Coordinate annotation records:
=-=-=

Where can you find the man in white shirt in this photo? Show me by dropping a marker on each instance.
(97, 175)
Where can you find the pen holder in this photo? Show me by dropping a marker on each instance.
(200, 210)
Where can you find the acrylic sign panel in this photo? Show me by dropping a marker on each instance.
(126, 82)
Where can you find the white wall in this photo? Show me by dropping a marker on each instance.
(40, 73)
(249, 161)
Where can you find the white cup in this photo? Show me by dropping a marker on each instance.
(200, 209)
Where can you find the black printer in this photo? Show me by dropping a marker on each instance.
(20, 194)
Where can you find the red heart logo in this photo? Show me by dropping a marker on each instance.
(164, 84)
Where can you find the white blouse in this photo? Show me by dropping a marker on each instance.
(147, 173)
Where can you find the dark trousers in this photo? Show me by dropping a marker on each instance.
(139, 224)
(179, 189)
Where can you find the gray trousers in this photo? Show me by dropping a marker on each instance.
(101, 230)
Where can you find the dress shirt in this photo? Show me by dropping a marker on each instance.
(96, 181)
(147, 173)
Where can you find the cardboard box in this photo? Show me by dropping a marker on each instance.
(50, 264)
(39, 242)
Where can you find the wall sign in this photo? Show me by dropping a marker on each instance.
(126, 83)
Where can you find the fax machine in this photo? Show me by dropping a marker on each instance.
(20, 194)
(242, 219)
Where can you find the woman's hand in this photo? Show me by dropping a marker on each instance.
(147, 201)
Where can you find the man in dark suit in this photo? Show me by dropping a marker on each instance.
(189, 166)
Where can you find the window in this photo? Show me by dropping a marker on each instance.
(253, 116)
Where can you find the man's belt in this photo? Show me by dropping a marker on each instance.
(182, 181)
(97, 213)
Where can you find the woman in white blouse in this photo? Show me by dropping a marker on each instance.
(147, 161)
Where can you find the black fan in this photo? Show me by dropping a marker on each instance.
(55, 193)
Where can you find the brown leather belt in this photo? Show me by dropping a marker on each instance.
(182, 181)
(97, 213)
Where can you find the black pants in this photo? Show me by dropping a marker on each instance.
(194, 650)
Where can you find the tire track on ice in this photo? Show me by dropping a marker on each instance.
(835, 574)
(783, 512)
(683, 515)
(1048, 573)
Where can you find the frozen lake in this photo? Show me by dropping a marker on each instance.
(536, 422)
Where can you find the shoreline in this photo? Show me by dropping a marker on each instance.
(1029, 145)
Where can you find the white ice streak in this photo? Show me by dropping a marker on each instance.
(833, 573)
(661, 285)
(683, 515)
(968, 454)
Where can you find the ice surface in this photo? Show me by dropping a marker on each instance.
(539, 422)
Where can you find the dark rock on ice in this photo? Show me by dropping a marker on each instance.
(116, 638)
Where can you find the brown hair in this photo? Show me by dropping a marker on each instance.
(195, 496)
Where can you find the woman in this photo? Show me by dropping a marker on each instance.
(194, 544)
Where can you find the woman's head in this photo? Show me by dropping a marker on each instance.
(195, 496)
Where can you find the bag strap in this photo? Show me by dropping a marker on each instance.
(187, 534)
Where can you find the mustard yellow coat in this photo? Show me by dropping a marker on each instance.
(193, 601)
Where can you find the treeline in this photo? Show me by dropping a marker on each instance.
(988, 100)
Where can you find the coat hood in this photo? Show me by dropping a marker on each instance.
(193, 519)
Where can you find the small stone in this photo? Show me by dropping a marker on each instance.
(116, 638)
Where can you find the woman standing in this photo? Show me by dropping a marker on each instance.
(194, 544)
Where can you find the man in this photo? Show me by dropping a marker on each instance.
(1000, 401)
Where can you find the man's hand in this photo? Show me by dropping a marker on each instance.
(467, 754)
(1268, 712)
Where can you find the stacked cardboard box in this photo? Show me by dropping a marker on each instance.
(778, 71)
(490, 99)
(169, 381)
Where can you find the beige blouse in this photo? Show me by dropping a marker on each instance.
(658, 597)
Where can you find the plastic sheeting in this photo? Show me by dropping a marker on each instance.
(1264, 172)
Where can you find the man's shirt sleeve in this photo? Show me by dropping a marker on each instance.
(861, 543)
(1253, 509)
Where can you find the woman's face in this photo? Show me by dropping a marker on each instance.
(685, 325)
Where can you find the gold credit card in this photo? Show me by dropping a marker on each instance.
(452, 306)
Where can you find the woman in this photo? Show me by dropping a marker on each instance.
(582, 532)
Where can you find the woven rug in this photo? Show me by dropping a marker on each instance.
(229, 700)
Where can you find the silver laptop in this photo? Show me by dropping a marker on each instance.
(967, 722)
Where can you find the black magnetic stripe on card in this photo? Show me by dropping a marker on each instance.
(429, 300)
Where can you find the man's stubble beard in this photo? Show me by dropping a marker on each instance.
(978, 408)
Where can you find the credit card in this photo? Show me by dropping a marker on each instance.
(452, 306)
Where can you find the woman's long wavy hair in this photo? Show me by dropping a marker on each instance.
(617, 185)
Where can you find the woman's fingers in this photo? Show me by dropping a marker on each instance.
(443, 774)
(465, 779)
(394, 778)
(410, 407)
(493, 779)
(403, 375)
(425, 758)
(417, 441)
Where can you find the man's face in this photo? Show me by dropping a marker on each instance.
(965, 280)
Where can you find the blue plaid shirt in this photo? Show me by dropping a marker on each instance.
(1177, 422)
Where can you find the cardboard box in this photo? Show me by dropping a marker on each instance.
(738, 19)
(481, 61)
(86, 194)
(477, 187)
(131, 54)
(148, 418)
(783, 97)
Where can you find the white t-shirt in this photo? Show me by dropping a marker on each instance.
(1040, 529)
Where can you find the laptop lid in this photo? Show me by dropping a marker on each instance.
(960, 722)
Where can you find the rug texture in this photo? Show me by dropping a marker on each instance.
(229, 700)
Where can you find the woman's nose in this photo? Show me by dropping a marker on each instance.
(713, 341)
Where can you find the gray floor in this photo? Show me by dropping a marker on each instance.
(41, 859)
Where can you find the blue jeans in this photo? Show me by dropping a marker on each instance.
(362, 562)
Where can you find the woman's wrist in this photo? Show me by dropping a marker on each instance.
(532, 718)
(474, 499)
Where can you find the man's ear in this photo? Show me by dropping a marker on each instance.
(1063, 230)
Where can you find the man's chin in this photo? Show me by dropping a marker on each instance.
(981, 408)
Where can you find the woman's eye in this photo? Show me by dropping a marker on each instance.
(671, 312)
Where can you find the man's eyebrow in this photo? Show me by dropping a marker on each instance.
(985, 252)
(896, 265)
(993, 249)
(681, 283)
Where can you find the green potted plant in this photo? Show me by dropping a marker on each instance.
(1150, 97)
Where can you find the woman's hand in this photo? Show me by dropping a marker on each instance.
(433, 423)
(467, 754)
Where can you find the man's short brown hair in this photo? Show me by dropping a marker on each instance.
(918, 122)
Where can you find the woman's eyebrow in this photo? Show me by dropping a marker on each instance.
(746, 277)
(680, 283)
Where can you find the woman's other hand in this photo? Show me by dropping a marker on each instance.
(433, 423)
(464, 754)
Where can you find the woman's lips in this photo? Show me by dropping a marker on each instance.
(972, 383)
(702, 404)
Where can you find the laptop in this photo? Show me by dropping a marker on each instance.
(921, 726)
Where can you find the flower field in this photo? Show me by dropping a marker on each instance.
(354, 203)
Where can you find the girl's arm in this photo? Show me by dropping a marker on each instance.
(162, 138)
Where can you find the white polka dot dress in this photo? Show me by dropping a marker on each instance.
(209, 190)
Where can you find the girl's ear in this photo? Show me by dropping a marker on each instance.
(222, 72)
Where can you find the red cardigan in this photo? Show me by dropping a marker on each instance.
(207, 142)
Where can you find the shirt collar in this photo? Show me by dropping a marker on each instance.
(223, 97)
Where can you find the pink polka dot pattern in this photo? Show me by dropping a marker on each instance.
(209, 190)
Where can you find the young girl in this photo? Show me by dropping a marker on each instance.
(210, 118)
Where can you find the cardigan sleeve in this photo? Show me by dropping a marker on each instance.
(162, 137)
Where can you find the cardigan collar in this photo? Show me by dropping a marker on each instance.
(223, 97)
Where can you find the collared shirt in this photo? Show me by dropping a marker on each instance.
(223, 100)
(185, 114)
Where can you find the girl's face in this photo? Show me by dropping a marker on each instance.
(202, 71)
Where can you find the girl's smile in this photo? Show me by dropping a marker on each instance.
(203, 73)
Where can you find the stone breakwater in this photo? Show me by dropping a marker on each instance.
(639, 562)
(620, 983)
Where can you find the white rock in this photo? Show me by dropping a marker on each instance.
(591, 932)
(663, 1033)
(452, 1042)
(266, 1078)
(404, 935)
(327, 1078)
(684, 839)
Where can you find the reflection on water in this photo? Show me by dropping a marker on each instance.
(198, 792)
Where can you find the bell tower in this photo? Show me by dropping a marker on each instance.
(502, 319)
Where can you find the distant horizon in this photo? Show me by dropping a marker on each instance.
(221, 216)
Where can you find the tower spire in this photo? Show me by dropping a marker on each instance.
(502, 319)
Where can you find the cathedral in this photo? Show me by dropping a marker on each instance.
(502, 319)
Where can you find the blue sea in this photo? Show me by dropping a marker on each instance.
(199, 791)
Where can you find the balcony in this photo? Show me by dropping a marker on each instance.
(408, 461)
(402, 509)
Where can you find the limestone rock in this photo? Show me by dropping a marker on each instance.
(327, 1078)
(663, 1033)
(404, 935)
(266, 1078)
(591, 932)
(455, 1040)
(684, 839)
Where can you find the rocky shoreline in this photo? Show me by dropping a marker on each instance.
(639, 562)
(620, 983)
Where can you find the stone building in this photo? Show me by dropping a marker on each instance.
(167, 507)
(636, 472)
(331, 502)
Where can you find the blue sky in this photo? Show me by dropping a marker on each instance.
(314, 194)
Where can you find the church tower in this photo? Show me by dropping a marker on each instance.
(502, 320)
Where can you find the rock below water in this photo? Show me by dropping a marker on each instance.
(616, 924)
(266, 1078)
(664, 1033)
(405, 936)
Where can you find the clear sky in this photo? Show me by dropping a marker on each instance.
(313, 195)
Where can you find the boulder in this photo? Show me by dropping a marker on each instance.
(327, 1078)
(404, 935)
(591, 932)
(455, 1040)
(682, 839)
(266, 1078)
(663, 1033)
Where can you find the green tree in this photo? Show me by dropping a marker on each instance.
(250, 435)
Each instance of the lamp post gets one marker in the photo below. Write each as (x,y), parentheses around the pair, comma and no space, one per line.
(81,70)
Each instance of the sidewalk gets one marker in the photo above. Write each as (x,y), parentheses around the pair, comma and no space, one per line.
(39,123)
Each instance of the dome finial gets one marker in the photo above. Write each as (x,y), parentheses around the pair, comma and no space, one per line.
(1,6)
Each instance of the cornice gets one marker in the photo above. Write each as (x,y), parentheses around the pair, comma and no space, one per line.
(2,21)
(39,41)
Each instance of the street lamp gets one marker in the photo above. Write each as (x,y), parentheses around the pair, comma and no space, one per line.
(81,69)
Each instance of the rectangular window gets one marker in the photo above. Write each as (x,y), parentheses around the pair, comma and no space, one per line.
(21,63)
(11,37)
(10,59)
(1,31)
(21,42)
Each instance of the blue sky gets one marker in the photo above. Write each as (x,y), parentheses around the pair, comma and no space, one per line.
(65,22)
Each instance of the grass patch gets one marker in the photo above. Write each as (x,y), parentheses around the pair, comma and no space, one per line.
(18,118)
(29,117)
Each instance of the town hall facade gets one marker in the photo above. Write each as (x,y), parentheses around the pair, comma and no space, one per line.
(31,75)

=-=-=

### Given instruction
Rescale everything from the row containing "Where can you find the black pants" down to the row containing "(1029, 145)", inclusive, and give only those rows again with their requests kept as they are. Multiply each coordinate in the answers by 2.15 and round to the nearest whole number, with halves going up.

### Solution to this exercise
Where can you find the black pants in this photo? Show me by dropping a marker on each instance.
(417, 1398)
Where can you find the tire track on ice in this photo? Show me by dropping a marker on each instance.
(1795, 1234)
(1683, 1101)
(1468, 1107)
(2253, 1232)
Where can you find the frozen lake in this photo? Show me by dropping a marker on each instance.
(1152, 907)
Where can you find the shoreline in this photo? Show me by dropping a marker on each instance.
(2212, 312)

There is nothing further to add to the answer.